-- WORK INSTRUCTIONS --
Can you rewrite the part of the listing that opens with the line containing "For the weather" and closes with the line containing "[[55, 371]]", both ends included, keeping every line's wording but multiplying each coordinate by 1.75 and rounding it to a whole number, with halves going up? Give only those lines.

--- STORED DATA ---

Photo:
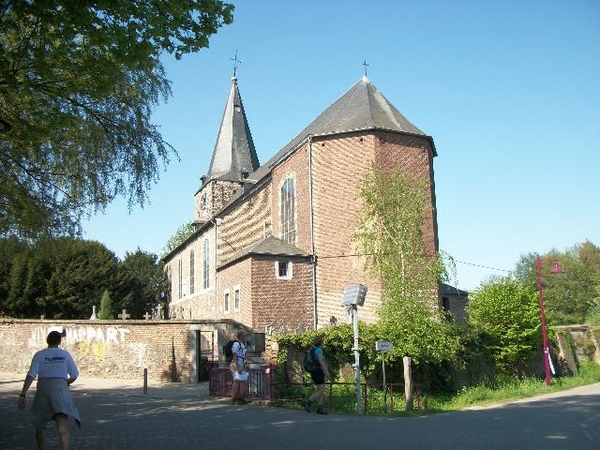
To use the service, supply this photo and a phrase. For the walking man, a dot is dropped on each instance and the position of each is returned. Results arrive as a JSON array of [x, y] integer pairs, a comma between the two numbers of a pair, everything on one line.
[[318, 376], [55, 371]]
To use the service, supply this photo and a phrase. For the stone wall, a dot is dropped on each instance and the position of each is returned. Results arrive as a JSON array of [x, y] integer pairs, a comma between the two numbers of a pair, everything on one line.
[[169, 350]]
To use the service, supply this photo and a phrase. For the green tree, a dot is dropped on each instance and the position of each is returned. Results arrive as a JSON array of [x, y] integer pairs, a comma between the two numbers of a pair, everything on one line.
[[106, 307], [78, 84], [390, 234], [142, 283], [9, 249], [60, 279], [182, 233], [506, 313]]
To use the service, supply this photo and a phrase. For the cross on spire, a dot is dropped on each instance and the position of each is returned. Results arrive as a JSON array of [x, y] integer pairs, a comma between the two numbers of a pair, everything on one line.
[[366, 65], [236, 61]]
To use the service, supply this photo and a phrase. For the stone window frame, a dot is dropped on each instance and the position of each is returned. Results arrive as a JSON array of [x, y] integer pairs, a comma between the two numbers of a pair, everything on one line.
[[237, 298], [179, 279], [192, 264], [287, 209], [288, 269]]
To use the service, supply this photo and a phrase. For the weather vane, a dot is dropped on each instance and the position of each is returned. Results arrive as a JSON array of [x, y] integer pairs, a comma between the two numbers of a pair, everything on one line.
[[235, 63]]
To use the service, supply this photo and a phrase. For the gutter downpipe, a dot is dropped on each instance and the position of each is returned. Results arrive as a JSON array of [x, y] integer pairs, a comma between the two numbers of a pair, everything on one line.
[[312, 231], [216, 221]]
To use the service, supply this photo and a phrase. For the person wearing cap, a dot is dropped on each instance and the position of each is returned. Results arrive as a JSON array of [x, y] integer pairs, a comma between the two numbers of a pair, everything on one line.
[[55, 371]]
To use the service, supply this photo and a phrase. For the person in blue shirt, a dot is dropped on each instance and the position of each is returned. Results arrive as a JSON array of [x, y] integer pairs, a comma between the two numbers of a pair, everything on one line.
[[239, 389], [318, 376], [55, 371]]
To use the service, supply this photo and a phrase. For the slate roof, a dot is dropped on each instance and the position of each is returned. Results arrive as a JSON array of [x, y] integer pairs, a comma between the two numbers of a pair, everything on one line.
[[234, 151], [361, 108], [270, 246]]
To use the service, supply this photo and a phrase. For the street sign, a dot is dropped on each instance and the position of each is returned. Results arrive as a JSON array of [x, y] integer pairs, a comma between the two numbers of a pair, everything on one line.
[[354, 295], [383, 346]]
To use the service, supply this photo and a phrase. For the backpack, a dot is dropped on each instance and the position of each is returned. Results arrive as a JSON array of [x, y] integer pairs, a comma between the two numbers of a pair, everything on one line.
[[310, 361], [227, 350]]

---
--- STORED DATA ---

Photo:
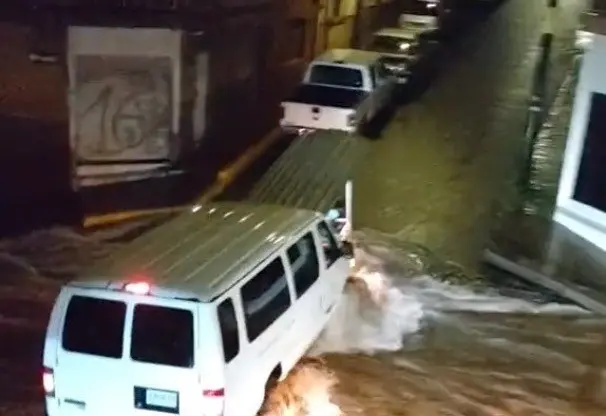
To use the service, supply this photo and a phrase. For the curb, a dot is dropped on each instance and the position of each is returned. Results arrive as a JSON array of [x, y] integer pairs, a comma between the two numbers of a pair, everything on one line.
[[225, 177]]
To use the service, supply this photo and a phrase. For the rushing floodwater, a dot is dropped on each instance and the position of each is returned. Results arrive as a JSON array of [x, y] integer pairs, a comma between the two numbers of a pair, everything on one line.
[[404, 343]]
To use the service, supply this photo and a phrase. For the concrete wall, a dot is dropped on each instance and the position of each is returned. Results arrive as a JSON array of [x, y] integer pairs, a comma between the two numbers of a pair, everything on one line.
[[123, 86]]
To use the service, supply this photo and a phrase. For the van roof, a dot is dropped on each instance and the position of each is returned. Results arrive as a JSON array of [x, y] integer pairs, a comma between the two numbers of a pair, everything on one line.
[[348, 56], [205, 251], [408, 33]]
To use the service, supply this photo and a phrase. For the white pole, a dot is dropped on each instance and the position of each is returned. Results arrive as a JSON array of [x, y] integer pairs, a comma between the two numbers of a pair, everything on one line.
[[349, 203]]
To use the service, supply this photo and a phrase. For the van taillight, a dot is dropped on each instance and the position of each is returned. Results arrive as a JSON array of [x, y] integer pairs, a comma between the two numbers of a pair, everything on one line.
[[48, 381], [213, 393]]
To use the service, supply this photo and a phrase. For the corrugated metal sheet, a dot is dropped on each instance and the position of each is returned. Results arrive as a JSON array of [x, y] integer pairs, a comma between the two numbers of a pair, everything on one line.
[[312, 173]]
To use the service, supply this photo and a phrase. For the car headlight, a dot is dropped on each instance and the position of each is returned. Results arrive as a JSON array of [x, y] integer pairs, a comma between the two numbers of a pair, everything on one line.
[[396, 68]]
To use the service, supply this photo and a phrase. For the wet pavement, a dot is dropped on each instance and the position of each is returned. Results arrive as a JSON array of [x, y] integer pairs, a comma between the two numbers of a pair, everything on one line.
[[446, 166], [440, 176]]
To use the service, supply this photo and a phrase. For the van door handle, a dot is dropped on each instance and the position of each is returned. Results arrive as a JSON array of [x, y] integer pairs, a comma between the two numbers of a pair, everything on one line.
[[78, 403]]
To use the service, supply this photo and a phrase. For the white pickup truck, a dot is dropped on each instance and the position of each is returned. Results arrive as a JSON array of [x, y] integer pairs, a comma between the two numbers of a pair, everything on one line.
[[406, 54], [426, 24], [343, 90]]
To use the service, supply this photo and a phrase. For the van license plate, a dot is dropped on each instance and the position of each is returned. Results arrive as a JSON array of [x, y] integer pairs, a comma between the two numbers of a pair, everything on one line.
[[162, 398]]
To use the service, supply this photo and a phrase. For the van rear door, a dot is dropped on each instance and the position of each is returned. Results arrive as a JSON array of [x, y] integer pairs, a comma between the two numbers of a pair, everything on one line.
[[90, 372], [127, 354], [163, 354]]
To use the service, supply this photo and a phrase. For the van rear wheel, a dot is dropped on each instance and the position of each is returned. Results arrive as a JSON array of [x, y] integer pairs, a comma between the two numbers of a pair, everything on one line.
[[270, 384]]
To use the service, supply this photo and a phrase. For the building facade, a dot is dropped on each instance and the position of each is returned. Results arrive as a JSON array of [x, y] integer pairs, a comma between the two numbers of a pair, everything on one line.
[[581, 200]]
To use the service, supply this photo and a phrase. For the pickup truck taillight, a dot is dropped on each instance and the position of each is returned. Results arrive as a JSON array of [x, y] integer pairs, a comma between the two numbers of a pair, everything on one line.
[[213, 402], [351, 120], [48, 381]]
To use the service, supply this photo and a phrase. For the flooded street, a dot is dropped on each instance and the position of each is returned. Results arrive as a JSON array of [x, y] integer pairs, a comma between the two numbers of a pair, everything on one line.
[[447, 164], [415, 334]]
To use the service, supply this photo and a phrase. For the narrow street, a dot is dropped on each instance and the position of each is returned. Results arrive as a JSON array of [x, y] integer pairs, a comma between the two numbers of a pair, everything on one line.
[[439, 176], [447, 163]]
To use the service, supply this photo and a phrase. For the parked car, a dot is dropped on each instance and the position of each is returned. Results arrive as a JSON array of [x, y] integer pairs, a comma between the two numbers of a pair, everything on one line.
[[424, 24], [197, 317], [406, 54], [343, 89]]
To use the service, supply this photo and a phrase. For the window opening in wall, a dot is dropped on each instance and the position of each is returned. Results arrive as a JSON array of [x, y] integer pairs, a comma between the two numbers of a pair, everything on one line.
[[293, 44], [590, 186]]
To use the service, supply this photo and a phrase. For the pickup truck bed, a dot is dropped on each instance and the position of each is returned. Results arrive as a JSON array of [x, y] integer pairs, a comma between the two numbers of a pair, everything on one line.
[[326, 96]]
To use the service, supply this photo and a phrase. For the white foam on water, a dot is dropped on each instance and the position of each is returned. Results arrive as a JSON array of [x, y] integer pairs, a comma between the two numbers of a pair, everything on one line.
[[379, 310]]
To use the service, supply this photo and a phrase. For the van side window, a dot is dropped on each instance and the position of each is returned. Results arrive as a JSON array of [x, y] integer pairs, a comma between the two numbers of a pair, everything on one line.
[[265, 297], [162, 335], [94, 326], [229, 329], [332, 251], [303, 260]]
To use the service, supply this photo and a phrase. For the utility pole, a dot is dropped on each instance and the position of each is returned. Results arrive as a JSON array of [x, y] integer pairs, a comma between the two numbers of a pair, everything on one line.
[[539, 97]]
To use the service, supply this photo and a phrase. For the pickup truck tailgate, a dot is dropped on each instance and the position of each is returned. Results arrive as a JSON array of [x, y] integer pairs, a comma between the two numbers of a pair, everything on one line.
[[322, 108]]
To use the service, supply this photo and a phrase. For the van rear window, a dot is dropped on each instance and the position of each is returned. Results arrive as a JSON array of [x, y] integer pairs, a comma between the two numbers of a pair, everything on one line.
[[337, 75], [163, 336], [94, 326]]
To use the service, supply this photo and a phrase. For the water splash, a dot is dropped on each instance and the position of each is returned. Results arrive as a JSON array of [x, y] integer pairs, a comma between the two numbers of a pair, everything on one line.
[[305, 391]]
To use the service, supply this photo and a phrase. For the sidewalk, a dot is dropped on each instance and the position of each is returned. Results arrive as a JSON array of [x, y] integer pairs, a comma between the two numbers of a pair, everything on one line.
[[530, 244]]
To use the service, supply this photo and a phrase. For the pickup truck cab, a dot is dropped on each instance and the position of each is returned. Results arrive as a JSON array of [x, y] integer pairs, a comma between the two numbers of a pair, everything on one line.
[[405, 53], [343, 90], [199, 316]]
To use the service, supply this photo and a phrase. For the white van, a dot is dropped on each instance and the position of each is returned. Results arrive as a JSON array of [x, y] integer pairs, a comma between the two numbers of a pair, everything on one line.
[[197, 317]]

---

-- SOLUTION TO THIS PROBLEM --
To use the service, supply this photo and a phrase. For the weather vane, a dot is dropped on each instance and the position of each is returned. Results arrive as a JSON array of [x, y] integer pairs, a comma between the two numbers of a pair, everything on one line.
[[411, 110]]
To use the service, supply this photo and a phrase. For the gutter downpipe, a dot is dropped on each instance and the position of each is returned. Results arrive as a JSON array of [x, y] integer pairs, a comma between the two numbers of a pair, everything on one line.
[[546, 404], [378, 387]]
To use the service, supply this photo and a phrase. For the person wearing cap, a dot is dropped on each instance and the position of each is returned. Results arrive as a JSON array of [x, y] integer pairs, a comma between the two numbers of a pair, everything on one line.
[[96, 649]]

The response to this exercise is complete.